# GIVEN DATA:
>>
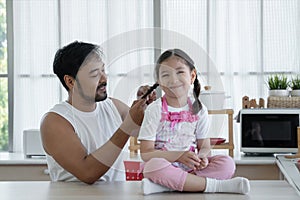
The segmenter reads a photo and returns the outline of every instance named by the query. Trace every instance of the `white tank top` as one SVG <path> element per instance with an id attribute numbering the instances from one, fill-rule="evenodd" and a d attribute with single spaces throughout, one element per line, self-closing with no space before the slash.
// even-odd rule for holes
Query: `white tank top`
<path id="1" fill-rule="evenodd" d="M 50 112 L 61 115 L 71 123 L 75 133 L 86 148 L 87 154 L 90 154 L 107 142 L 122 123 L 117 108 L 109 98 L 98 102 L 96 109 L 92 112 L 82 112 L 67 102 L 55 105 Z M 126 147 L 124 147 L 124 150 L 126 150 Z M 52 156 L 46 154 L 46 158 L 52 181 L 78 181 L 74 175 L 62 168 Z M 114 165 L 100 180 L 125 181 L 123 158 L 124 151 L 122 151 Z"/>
<<
>>
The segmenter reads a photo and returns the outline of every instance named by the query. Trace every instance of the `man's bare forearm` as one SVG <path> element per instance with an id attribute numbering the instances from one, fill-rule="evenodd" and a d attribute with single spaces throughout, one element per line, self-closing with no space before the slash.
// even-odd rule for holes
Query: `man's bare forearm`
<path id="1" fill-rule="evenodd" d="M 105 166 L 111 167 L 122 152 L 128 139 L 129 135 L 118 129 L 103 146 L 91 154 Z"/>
<<
>>
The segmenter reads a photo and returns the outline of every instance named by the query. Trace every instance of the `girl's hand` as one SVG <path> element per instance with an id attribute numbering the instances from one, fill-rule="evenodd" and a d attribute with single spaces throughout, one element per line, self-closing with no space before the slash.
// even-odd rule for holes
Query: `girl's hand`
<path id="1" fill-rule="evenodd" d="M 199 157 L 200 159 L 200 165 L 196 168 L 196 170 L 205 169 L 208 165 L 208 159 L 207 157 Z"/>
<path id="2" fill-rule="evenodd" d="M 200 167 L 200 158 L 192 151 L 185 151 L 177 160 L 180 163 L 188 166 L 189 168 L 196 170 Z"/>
<<
# WORK ITEM:
Look for the string "numbering" in the listing above and copy every line holding it.

# WRITTEN SOLUTION:
The segmenter reads a photo and returns the outline of every instance named by the query. Trace every instance of the `white tank top` as one SVG <path> element per instance with an id attribute numbering the instances from one, fill-rule="evenodd" and a d attribute with single spaces throughout, one element per line, self-closing with no space before the slash.
The segmenter reads a photo and returns the outline of every instance named by the query. Trace every instance of the `man's bare forearm` as one SVG <path> element per instance with an id attribute numbering the instances from one, fill-rule="evenodd" and a d attribute with single spaces throughout, one element per line, self-closing with no space before the slash.
The segmenter reads a photo and returns the outline of every instance named by the query. Trace every instance of the `girl's hand` as one SVG <path> element per instance with an id attribute numbering the instances from one, fill-rule="evenodd" and a d attribute with single spaces throughout, one element per line, self-closing with no space before the slash.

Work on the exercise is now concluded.